■ What the task requires ■
Search the records for lines that contain the word "water". Copy them all.

Stored dataset items:
★ ★ ★ ★ ★ ★ ★

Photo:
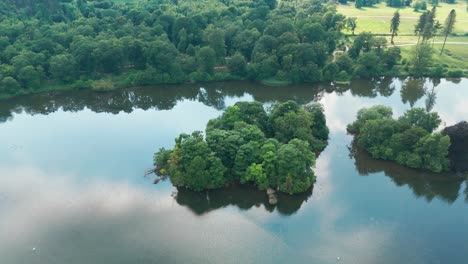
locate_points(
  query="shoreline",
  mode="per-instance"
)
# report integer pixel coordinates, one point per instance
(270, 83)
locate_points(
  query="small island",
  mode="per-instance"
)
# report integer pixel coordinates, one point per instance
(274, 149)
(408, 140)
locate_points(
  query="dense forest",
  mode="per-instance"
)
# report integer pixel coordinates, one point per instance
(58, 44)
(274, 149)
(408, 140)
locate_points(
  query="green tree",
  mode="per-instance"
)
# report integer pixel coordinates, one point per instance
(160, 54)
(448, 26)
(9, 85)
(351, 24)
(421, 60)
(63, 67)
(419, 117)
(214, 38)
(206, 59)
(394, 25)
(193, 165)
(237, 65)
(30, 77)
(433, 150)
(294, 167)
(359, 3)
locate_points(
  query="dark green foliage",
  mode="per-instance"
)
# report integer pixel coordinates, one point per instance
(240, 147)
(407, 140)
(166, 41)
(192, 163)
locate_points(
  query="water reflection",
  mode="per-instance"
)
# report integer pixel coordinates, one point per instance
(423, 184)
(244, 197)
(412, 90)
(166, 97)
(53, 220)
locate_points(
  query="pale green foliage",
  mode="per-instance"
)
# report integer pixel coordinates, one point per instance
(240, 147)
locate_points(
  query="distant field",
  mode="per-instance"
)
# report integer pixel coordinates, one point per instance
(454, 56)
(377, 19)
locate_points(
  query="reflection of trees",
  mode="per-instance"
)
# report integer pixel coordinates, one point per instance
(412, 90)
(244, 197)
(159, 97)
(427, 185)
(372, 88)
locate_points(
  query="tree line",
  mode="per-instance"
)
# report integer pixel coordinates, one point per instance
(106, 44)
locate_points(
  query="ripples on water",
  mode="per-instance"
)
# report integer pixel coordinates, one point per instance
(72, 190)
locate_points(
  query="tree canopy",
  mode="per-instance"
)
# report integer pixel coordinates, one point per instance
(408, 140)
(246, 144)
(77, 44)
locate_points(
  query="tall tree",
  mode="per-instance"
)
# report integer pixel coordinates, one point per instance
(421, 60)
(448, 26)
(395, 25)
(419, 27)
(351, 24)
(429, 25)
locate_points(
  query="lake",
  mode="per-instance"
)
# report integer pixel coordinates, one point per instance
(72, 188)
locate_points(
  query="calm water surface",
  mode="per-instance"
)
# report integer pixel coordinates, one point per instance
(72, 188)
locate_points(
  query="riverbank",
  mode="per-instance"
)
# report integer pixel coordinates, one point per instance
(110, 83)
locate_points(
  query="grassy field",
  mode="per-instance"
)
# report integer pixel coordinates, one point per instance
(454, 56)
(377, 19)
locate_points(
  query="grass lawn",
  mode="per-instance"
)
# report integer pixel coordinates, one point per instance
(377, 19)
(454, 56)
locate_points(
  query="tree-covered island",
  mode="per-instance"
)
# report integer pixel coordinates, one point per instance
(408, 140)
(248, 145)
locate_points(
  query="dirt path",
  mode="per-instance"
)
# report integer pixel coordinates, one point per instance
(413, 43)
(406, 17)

★ ★ ★ ★ ★ ★ ★

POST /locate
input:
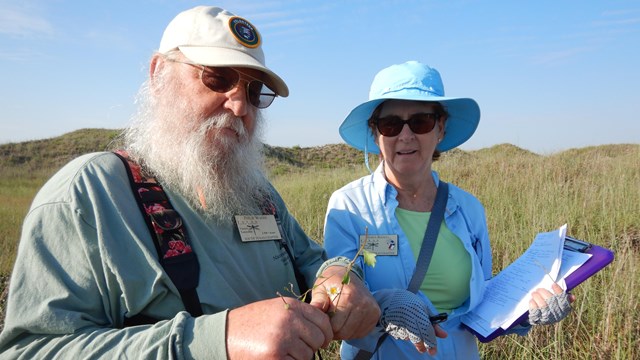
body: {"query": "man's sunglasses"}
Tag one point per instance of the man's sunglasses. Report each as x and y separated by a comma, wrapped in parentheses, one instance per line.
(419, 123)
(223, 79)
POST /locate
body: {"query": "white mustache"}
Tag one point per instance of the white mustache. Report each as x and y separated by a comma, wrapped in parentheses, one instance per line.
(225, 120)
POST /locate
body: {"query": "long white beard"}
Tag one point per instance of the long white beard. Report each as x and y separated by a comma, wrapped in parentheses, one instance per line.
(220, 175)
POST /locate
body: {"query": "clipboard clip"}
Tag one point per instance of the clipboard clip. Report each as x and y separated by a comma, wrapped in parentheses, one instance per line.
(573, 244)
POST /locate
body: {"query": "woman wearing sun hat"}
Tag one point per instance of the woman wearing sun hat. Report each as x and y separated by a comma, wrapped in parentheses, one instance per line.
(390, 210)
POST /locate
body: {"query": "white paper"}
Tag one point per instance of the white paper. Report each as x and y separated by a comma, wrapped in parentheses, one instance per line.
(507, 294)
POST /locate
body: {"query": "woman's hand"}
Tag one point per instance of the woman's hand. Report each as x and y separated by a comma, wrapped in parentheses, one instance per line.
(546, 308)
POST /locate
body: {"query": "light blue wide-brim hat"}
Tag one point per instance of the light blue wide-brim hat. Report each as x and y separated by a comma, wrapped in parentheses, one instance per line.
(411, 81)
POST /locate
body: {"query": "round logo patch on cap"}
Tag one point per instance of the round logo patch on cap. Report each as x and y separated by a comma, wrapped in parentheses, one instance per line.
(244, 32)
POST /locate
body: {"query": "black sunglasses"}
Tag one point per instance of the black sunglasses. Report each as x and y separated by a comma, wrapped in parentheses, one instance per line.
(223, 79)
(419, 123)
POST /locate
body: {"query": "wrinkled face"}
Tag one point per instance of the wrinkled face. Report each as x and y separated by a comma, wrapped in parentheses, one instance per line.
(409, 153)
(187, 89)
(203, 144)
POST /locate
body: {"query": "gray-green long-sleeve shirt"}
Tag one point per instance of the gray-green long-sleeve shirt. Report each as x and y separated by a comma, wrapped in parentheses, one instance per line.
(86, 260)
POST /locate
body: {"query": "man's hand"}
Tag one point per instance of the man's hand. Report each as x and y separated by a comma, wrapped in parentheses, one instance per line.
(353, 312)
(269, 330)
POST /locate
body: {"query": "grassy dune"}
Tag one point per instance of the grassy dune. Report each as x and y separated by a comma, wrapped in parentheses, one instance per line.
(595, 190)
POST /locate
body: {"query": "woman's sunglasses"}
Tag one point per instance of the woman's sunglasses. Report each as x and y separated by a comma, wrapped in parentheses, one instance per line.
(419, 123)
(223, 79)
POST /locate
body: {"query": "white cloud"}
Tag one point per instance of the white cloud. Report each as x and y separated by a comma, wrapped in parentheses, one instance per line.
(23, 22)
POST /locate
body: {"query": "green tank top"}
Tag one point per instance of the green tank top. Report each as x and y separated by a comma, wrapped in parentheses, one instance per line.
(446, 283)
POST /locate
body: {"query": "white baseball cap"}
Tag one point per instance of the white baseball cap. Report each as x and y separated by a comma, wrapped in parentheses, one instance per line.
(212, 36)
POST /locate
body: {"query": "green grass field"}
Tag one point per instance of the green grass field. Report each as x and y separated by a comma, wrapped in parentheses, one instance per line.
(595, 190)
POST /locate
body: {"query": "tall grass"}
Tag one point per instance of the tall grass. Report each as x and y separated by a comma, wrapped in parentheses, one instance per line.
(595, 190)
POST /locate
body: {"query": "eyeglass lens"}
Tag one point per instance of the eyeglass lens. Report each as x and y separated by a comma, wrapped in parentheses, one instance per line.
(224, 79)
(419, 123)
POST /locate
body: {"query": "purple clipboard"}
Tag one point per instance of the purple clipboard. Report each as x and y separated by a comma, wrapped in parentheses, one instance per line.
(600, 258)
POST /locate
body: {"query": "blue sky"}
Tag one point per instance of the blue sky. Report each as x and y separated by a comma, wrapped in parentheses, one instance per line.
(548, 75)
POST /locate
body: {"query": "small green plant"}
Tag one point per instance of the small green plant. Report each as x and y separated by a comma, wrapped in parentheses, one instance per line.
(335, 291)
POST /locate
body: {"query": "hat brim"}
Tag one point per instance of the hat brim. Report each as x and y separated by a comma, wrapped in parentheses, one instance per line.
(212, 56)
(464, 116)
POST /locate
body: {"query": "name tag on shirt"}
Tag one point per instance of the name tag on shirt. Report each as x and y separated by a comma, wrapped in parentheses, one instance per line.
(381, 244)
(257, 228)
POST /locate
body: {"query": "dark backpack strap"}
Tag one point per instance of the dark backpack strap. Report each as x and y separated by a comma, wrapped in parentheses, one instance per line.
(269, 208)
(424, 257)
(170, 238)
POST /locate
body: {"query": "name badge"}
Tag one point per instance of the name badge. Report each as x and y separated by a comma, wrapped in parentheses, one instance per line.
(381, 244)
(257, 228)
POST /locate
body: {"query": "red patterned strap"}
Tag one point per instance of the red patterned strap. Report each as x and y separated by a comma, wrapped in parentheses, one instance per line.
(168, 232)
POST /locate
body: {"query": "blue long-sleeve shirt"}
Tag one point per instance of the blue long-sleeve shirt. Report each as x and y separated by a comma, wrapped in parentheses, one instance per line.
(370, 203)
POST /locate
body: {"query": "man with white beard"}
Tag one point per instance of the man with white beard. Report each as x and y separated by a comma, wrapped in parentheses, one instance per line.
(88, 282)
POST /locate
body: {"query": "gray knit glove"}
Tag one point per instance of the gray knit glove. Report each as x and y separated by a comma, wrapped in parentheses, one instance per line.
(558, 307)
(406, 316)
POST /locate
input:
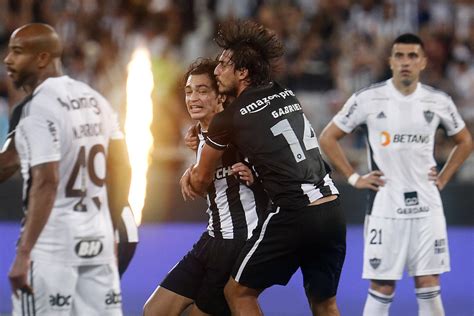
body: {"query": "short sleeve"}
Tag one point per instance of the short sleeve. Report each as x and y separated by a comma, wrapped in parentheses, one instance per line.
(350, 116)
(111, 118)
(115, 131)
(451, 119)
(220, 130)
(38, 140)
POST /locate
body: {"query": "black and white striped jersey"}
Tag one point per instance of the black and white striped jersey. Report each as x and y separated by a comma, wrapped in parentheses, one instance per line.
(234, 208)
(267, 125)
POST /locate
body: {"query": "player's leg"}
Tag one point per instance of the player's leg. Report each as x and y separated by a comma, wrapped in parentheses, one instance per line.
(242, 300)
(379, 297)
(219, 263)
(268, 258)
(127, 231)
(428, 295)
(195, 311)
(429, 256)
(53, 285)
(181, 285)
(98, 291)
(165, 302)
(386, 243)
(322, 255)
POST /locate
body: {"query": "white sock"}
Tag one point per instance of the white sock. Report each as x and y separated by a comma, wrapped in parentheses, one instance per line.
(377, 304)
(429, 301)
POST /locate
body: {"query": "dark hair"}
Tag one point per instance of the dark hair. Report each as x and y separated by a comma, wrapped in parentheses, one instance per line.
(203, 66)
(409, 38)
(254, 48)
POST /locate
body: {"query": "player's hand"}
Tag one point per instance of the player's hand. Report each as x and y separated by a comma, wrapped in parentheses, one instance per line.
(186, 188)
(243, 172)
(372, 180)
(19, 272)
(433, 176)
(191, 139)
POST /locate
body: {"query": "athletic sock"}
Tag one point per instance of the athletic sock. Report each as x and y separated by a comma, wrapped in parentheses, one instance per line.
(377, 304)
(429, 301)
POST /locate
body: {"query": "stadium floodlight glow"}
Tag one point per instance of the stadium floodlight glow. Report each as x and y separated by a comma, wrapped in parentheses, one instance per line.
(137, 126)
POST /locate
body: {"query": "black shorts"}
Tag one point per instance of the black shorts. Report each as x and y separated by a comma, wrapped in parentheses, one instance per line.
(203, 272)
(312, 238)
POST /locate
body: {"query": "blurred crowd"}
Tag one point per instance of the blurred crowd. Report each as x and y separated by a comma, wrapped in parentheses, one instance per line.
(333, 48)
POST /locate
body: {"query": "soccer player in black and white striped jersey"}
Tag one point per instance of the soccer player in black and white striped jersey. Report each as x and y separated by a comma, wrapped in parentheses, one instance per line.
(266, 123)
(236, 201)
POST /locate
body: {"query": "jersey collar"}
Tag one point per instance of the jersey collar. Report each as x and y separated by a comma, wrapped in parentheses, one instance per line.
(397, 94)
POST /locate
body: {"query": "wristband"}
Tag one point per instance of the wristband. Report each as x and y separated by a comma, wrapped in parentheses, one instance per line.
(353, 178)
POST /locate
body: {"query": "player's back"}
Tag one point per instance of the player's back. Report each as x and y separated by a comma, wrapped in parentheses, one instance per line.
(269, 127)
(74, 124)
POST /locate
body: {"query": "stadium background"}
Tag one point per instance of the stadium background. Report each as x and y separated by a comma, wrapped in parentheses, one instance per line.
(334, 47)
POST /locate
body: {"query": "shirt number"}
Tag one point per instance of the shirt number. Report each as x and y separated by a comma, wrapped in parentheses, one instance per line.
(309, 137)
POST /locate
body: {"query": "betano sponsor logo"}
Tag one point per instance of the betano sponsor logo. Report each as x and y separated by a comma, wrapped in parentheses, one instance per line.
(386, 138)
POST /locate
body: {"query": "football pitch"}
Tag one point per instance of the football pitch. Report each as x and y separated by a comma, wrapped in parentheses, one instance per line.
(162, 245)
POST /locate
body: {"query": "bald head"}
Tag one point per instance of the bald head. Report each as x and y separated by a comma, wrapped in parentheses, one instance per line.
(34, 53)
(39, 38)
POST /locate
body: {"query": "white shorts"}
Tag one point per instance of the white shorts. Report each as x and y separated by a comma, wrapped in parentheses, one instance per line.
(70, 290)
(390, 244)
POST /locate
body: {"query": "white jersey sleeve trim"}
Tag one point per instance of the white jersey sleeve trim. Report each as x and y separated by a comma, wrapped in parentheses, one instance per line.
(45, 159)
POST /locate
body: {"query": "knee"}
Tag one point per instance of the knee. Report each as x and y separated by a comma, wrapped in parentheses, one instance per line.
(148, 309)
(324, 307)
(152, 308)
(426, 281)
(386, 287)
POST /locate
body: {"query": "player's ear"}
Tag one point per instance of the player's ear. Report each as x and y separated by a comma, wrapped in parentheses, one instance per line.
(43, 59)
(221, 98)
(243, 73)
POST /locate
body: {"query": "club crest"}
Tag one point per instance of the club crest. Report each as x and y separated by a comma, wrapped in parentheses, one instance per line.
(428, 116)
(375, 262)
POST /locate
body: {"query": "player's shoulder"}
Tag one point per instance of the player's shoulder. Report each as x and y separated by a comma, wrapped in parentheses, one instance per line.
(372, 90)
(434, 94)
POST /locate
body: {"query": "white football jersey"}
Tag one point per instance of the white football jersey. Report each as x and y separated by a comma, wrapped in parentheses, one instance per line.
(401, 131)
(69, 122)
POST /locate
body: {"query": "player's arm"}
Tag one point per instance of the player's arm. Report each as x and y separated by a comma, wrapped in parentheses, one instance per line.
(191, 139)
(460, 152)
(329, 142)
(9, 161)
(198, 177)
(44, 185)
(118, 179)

★ ★ ★ ★ ★ ★ ★

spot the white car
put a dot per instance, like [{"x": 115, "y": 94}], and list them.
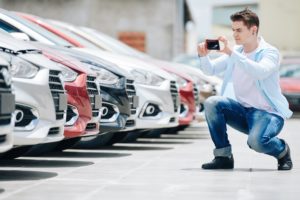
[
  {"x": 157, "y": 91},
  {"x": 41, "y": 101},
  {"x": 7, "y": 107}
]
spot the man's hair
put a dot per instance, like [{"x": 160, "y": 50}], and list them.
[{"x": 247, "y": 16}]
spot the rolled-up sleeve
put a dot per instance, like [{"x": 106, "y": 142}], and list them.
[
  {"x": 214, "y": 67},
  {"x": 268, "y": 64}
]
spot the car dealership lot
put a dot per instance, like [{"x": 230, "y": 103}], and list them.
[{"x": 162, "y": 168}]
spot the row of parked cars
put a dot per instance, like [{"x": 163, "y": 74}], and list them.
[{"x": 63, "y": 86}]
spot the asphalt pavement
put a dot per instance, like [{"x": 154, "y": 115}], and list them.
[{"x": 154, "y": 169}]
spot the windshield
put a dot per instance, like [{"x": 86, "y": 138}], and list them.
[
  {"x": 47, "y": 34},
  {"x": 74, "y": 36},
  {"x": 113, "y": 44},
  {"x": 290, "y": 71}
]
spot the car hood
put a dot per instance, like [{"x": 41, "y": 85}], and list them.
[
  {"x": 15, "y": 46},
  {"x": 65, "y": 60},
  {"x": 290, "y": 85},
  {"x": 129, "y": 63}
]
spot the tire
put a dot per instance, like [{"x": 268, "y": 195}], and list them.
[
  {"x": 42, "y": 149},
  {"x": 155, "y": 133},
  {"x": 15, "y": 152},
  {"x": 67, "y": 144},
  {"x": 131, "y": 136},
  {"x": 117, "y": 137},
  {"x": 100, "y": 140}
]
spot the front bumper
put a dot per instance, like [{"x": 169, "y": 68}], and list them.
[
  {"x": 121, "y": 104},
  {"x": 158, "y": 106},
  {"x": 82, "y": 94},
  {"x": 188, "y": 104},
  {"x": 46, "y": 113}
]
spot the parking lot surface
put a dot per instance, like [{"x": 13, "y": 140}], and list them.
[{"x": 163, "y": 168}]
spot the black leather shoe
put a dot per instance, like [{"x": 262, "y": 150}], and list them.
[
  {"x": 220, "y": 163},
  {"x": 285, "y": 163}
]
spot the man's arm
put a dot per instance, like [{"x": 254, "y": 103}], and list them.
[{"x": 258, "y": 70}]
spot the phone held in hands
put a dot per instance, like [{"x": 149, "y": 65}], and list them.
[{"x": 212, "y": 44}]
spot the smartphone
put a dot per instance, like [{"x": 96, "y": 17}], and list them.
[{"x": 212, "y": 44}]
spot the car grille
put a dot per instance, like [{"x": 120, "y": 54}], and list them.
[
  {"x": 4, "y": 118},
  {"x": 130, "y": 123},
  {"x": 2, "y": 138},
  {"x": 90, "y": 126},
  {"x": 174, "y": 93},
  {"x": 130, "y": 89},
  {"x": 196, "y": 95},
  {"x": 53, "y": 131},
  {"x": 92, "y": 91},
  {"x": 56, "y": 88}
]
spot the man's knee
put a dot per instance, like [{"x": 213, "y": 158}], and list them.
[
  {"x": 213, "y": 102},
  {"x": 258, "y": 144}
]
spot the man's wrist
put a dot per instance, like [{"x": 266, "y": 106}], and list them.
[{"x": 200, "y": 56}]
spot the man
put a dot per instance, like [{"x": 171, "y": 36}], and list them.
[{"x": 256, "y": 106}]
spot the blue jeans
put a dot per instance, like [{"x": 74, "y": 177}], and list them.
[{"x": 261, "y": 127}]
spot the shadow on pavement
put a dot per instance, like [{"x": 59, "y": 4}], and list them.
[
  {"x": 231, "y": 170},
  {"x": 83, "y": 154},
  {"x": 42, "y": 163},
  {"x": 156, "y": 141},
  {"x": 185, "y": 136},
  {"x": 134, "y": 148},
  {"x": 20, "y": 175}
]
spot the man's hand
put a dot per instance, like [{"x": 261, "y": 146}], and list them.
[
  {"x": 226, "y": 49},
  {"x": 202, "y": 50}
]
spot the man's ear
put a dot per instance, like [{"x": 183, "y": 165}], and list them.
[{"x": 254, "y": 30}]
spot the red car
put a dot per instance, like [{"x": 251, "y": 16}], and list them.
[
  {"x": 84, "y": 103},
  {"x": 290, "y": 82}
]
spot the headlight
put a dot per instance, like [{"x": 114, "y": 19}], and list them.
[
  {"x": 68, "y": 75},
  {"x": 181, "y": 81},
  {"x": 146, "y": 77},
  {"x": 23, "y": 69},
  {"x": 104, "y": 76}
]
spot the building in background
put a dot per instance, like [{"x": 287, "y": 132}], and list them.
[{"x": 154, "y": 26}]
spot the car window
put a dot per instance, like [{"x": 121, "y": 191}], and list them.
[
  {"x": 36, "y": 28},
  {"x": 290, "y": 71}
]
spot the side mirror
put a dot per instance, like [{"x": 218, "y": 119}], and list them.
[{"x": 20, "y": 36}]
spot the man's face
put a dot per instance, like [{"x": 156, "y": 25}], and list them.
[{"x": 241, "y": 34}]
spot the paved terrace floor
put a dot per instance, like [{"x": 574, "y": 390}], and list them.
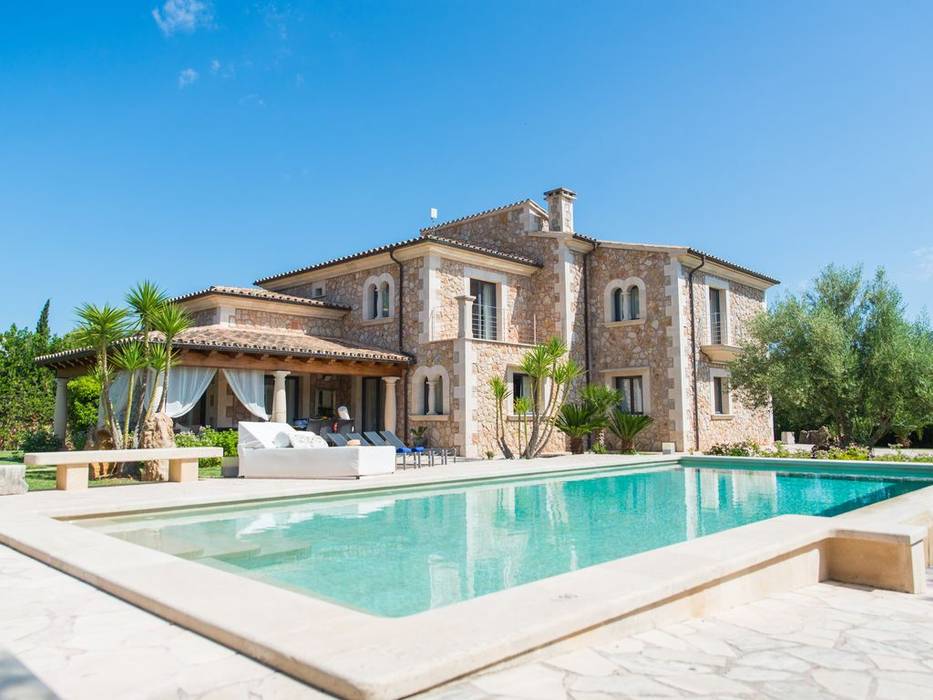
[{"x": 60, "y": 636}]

★ ★ ★ ★ ★ ★ ★

■ Reply to the task ■
  query="water reflection",
  query="ripples on water",
  query="calm water surface",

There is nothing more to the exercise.